| INSTRUCTIONS |
a. Reproduce the stretch of the US economy panel page from "In contrast to" through "the Bertelsmann Foundation.".
b. According to the US economy panel page, which organization brought the four panelists together?
c. Write the next part of the US economy panel write-up, picking up after its final sentence.

BEGIN TEXT BLOCK

State of the Economy: A New US Operating System?

Thursday, 18 April 2013, 9:00am – 10:00am


  • Keith Ellison, US Congressman (D-MN)
  • Carly Fiorina, Chairman, Good360 and former Chairman and CEO, HP
  • Steven Rattner, Chairman, Willett Advisors and former Counselor and Lead Auto Advisor to the US Treasury Secretary
  • Paul Volcker, Former Chairman of the Board of Governors, US Federal Reserve


  • Robin Harding, US Economics Editor, Financial Times

A troubled US economy prompts calls for dramatic change

In contrast to much of the developed world, the US economy is prospering. Yet cracks in its foundation run deep, and require dramatic reform, agreed four high-level panelists brought together by the Bertelsmann Foundation.

The economy’s relatively strong position should not be celebrated, said Steve Rattner, chairman of Willett Advisors and former lead auto advisor at the Treasury Department.

END TEXT BLOCK
BEGIN RECORD SET

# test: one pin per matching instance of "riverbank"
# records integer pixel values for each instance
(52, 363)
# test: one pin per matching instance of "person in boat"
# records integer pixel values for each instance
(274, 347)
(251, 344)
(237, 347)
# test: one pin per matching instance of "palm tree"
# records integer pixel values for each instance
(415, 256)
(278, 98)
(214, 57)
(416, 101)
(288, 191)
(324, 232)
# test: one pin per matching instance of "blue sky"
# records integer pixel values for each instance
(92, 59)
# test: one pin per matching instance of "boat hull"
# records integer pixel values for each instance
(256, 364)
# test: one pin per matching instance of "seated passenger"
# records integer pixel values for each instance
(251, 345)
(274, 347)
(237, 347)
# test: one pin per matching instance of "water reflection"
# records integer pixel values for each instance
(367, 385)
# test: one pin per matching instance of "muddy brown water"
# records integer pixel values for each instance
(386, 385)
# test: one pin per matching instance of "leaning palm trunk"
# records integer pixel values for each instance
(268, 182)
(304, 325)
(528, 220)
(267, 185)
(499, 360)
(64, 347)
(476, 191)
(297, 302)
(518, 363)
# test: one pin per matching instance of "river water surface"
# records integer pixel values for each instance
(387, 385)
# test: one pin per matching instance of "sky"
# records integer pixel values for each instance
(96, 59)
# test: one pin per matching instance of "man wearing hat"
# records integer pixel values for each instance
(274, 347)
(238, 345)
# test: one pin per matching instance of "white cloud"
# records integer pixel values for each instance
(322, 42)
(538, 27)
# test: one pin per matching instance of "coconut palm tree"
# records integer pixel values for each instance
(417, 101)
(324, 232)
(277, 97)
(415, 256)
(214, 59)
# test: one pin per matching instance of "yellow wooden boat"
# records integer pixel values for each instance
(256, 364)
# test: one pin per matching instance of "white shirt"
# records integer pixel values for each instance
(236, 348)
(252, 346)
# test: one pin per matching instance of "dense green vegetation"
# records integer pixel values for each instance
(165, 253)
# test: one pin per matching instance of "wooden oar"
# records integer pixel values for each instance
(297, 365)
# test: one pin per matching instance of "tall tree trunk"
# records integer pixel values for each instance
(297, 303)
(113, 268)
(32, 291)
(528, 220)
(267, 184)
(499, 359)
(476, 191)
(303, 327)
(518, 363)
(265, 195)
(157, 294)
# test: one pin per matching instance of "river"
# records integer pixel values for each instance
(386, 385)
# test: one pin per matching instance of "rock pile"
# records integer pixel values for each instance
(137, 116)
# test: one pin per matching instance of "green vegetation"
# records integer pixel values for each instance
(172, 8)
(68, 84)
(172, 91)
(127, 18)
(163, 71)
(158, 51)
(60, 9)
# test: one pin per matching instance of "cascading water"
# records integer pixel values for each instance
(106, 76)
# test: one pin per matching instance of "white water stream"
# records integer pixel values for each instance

END RECORD SET

| ANSWERS BELOW |
a.
In contrast to much of the developed world, the US economy is prospering. Yet cracks in its foundation run deep, and require dramatic reform, agreed four high-level panelists brought together by the Bertelsmann Foundation.

b. The Bertelsmann Foundation.

c.
He noted significant structural problems in the nation’s fiscal position and bemoaned the lack of real wage growth, an issue also noted by his co-panelists: former US Federal Reserve Chairman Paul Volcker, Good 360 Chairman Carly Fiorina and US Congressman Keith Ellison (D-MN).

“Washington has been more the enemy than the friend of our economic recovery,” Rattner said, citing its failure, among others, to tackle regulatory reform or craft fiscal policy “more than two months at a time”.

Asked by moderator Robin Harding of the Financial Times if the US economy needs a “new operating system”, the panel kicked off the 5th annual Bertelsmann Foundation-Financial Times conference on global economic issues.

Panelists took turns listing drags on the US economy, among them: an underfunded entitlement system, a gridlocked Congress, a complicated tax code, a heavy national debt and an increasingly skewed distribution of wealth. Lack of a clear blueprint for a more functional fiscal policy, several said, reinforces a confidence problem that discourages private investment.

Fiorina said the nation should hone in on the burdens of small-business owners. They employ more than two-thirds of Americans and could be the key to robust growth if only the government could address the widespread view that it is a hindrance to entrepreneurs, she said.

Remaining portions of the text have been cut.